§ **INSTRUCTIONS FOR THE TASK**
Count the lines in the material below that contain the string "water". Give only the number.

-- RECORD SET start --

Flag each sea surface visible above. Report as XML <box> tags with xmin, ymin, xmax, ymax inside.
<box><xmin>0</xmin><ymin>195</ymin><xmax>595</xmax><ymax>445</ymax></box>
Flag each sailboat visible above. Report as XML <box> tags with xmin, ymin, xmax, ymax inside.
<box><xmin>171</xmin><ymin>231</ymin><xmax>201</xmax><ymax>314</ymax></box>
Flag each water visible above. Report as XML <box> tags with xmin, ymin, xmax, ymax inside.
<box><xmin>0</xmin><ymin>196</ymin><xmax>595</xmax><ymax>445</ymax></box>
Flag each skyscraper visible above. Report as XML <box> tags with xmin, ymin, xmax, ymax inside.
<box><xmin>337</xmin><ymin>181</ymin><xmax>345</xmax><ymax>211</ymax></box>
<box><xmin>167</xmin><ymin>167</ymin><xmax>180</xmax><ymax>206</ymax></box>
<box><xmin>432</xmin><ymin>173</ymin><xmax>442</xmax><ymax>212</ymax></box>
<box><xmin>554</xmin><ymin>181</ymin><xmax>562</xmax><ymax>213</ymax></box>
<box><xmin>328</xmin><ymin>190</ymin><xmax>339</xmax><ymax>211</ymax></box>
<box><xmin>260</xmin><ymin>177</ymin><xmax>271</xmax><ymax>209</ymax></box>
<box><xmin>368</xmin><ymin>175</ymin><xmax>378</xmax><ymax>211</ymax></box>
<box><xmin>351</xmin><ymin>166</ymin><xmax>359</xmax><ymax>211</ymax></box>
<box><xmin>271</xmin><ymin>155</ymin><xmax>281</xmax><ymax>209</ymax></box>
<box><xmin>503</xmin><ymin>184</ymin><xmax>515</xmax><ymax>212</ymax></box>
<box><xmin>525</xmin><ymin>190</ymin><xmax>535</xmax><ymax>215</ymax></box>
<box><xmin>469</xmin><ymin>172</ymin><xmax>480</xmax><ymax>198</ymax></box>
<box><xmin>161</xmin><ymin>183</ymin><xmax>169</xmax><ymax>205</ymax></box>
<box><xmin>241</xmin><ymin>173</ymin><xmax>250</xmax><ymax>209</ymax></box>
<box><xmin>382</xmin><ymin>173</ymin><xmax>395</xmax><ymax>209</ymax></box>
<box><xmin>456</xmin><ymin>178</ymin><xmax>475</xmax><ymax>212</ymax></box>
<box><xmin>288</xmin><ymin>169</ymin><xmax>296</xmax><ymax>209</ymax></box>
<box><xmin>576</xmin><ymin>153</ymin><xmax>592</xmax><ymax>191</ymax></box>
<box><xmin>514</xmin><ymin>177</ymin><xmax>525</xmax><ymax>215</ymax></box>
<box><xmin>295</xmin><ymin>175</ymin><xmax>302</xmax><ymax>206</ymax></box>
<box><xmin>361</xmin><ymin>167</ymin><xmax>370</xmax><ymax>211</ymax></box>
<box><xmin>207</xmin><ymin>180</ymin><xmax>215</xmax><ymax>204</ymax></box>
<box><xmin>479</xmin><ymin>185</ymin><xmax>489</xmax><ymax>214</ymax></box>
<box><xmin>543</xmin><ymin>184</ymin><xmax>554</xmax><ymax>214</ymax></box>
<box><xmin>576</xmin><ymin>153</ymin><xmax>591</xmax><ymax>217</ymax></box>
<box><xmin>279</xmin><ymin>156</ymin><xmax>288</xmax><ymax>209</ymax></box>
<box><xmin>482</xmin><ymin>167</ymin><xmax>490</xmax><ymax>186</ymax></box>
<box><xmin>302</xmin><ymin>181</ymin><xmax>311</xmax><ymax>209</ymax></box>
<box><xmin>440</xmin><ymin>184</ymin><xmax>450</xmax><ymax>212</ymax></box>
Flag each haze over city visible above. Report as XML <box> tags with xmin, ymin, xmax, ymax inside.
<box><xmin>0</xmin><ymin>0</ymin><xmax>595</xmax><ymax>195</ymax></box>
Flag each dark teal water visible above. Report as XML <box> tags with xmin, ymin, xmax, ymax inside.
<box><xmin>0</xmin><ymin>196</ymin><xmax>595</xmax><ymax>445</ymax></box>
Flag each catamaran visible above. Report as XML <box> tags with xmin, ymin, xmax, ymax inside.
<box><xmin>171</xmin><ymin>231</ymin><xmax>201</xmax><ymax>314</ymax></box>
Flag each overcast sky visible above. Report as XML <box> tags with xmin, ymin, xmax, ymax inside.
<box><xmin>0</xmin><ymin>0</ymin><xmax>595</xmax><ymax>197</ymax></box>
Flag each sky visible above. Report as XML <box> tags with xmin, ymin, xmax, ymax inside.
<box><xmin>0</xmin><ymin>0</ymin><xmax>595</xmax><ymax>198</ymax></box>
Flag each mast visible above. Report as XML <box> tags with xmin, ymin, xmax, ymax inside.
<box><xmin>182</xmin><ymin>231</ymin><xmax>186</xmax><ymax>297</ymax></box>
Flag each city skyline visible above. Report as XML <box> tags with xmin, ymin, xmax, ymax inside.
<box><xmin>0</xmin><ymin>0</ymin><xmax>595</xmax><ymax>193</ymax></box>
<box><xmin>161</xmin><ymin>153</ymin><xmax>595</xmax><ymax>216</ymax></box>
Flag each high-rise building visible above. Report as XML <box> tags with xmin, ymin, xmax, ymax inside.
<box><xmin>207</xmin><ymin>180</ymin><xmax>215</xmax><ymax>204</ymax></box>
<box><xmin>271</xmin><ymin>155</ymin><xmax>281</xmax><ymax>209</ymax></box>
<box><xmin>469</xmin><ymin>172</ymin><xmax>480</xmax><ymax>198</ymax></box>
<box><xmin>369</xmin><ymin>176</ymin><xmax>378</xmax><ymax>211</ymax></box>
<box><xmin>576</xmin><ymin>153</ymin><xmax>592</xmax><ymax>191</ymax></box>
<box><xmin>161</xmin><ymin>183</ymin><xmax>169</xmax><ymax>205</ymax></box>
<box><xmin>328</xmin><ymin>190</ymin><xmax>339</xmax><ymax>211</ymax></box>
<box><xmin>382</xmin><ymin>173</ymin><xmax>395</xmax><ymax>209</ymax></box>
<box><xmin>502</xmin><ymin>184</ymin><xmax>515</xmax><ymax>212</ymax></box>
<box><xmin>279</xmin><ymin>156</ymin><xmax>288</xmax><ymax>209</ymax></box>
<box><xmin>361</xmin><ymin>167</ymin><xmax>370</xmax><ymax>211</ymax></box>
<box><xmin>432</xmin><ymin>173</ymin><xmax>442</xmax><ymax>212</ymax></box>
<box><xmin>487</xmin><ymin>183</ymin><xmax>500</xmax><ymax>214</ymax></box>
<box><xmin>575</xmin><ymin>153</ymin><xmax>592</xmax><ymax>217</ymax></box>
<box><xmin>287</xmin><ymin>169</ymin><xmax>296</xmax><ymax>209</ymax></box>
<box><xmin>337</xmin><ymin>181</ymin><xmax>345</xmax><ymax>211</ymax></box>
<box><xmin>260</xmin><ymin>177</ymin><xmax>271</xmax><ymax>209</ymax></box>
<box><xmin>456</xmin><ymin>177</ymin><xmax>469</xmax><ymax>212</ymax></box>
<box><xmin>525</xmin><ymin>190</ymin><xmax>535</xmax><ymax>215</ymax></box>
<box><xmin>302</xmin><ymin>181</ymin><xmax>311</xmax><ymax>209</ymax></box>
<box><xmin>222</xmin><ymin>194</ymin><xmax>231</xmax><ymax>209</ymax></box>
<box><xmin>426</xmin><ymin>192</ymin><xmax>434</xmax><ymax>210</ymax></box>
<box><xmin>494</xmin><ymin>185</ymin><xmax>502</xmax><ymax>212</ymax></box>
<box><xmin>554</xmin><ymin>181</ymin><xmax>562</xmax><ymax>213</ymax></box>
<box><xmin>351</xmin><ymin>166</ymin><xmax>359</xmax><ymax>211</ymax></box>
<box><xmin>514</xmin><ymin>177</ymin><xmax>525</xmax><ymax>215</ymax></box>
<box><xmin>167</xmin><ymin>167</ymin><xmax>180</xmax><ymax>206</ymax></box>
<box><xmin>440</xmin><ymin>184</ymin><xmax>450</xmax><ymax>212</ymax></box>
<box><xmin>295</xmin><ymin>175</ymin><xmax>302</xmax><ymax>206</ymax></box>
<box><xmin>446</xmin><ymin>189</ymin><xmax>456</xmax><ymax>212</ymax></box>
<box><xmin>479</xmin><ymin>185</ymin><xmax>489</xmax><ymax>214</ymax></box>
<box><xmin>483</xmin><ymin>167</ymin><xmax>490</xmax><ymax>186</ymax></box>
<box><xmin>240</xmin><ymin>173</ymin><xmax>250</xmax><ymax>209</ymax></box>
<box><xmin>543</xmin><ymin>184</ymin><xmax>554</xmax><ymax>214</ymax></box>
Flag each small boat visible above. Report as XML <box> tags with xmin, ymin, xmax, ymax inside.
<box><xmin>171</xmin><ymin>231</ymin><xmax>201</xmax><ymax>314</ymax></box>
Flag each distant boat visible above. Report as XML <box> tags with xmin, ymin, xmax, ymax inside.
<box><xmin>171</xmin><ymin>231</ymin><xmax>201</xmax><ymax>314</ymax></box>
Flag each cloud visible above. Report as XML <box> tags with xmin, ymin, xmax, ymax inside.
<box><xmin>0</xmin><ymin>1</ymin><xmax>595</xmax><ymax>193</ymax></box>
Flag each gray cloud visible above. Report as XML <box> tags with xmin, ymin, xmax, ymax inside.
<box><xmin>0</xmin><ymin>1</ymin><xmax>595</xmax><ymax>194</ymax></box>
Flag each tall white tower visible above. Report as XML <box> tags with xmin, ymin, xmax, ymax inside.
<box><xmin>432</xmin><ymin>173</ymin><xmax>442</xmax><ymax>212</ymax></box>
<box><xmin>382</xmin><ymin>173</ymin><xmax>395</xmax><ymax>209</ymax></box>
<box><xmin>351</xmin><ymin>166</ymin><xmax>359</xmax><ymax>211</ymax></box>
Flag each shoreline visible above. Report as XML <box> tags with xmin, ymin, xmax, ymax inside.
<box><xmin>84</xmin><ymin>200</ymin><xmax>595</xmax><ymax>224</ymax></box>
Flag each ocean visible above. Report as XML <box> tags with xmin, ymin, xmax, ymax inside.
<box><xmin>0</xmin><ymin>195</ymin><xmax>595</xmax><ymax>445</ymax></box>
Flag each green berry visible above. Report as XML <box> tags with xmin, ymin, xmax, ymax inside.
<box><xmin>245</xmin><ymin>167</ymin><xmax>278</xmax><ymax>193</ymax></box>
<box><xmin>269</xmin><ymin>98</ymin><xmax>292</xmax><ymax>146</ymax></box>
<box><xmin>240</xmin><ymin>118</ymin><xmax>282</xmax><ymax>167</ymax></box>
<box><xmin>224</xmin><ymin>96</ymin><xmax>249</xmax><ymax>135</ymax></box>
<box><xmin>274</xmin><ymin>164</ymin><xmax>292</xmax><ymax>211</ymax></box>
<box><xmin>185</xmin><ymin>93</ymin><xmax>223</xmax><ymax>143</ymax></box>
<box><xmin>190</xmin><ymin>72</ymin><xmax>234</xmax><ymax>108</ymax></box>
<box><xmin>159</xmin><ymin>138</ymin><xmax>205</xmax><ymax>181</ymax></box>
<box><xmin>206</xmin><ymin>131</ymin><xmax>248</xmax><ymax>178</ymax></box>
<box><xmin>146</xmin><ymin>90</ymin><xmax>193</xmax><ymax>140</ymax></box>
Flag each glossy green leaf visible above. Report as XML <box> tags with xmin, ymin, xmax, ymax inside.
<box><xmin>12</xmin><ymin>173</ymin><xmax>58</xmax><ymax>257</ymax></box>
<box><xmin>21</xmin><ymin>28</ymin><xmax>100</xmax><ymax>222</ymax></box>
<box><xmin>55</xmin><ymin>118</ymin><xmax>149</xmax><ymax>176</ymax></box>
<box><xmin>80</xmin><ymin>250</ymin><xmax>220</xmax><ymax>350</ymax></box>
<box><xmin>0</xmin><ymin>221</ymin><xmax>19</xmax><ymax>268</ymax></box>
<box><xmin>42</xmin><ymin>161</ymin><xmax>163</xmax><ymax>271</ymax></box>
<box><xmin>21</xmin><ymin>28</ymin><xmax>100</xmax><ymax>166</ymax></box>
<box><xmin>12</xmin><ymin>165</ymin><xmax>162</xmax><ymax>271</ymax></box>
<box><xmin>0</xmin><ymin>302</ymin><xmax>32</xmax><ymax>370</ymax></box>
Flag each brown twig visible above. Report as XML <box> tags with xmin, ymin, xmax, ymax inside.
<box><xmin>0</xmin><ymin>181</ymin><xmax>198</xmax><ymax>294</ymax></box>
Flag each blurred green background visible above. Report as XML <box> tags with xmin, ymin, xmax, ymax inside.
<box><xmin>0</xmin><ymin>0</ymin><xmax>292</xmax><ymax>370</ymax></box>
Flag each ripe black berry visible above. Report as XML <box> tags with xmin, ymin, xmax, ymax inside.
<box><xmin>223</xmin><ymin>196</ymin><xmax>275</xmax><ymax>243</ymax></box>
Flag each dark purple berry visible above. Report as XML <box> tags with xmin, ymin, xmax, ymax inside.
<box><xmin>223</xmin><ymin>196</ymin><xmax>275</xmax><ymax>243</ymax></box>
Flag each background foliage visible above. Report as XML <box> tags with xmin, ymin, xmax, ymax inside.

-- RECORD SET end --

§ **RESPONSE FOR THIS EXERCISE**
2